Exercise set:
- 1) Answer each question from the counselling page, one answer per line, marked to match.
(a) What assumption does the page say most counselling is designed around?
(b) In which town is the counsellor based?
(c) With whom does the counsellor work online?
- 2) For each statement, say yes or no according to the counselling page and quote the words that decide it.
(a) The counsellor is registered in South Africa.
(b) According to the page, most digital nomads keep trying to find a therapist after moving.
(c) The counsellor works only with clients who live in South Africa.
- 3) Reproduce everything in the counselling page from "You have probably" down to "quietly stop trying.".
*** Document excerpt Section Begins ***
You have probably tried to find a therapist before. Maybe you found someone good, built something real over a few sessions, and then moved – to a different country, a different time zone, a different everything. And then you had to start again. The intake form, the backstory, the careful process of deciding how much to say and in what order. It is exhausting, and it is one of the reasons most digital nomads quietly stop trying.
The problem is structural: most counselling is designed around the assumption that both people stay in the same place. You are not going to stop moving. What you need is a therapist who does not have to.
My name is Storme Brand. I am a South African registered counsellor based in Jeffreys Bay – which means I am always in the same time zone, always available through the same channel, and never going anywhere. I work with clients online across the world, including a growing number of people who are location-independent. Wherever you are when you open your laptop for a session, I am in the same place I always am.
*** Document excerpt Section Ends ***
*** Data Section Begins ***
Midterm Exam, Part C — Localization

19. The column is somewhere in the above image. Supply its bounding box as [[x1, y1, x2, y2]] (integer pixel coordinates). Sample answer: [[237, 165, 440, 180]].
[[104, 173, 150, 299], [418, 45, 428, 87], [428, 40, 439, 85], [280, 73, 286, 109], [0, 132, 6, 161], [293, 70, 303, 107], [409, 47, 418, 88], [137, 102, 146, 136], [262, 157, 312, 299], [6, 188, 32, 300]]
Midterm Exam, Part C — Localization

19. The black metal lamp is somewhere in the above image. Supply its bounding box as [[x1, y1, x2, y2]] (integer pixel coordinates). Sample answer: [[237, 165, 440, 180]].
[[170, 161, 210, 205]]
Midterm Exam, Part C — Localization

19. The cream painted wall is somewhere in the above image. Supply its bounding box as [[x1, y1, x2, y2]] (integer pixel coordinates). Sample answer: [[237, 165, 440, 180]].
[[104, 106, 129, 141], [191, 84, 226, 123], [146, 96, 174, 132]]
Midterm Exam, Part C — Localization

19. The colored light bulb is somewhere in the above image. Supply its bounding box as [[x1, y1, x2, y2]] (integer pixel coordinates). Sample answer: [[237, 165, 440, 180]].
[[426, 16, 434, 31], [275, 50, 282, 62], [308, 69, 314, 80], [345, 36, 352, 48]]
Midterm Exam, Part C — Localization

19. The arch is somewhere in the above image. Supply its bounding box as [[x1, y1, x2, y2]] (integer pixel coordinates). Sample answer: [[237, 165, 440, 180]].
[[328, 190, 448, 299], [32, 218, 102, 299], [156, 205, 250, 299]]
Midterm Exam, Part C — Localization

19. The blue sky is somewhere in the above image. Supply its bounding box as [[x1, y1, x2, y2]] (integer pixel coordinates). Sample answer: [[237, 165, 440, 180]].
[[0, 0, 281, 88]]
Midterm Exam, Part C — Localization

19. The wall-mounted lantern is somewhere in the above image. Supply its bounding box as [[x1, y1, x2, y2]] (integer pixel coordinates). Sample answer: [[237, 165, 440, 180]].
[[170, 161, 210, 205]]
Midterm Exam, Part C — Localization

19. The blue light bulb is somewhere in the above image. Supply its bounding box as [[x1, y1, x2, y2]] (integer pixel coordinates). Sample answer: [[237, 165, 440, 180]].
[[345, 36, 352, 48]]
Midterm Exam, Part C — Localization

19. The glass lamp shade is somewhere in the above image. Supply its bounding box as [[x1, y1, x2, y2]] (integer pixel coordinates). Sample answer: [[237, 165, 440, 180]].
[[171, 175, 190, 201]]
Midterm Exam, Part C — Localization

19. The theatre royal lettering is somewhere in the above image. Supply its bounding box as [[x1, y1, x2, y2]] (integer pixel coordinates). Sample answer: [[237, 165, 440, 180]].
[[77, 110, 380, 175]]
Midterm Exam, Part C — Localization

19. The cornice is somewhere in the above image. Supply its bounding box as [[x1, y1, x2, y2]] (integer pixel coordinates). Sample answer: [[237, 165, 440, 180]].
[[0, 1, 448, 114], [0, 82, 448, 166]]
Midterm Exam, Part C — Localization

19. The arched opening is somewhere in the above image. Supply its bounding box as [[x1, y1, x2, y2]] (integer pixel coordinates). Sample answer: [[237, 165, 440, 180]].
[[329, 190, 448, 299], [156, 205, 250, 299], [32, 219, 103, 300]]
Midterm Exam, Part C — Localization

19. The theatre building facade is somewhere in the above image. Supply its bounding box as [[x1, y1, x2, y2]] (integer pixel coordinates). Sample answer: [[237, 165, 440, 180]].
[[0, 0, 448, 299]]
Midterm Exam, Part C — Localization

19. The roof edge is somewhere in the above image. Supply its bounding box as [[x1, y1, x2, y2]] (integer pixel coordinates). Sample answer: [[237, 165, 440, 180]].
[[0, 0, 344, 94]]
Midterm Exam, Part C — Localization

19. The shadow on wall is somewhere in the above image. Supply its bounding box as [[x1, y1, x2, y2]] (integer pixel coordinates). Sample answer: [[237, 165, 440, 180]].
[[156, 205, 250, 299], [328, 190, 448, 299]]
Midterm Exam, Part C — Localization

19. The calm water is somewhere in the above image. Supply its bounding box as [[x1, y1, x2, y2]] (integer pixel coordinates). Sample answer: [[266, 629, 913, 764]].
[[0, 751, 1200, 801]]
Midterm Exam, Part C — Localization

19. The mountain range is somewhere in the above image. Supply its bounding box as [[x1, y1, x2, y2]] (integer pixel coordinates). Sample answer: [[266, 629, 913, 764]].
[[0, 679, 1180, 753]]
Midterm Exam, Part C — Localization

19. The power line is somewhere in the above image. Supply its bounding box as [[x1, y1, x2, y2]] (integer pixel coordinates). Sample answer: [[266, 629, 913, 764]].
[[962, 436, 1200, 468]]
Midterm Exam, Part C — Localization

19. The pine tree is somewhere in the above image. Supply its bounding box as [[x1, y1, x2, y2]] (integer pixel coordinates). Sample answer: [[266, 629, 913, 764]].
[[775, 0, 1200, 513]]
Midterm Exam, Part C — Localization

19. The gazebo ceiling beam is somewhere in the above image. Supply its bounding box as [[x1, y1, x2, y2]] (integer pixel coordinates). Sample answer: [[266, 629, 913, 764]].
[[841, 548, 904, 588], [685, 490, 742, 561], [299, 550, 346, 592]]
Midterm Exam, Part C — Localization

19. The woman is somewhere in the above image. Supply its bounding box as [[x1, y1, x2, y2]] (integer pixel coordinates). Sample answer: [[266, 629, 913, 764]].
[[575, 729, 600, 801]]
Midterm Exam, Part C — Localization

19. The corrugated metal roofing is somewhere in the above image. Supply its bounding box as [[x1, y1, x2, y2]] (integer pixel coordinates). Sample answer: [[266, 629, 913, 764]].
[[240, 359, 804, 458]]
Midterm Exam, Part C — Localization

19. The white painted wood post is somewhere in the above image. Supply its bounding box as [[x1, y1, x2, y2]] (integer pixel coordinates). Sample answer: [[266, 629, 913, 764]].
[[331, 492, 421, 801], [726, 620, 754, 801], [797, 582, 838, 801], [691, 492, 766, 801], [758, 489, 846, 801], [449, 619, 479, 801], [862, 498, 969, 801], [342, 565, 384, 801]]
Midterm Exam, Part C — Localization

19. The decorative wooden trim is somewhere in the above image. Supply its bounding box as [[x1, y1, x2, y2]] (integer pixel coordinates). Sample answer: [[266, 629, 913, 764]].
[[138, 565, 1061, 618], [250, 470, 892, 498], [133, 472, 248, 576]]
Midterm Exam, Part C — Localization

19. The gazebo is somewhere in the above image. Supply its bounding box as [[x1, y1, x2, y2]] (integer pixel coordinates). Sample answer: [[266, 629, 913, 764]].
*** Data Section Ends ***
Responses for each task:
- 1)
(a) That both people stay in the same place.
(b) Jeffreys Bay.
(c) Clients across the world, including a growing number of people who are location-independent.

- 2)
(a) Yes: "I am a South African registered counsellor based in Jeffreys Bay"
(b) No: "it is one of the reasons most digital nomads quietly stop trying."
(c) No: "I work with clients online across the world"

- 3)
You have probably tried to find a therapist before. Maybe you found someone good, built something real over a few sessions, and then moved – to a different country, a different time zone, a different everything. And then you had to start again. The intake form, the backstory, the careful process of deciding how much to say and in what order. It is exhausting, and it is one of the reasons most digital nomads quietly stop trying.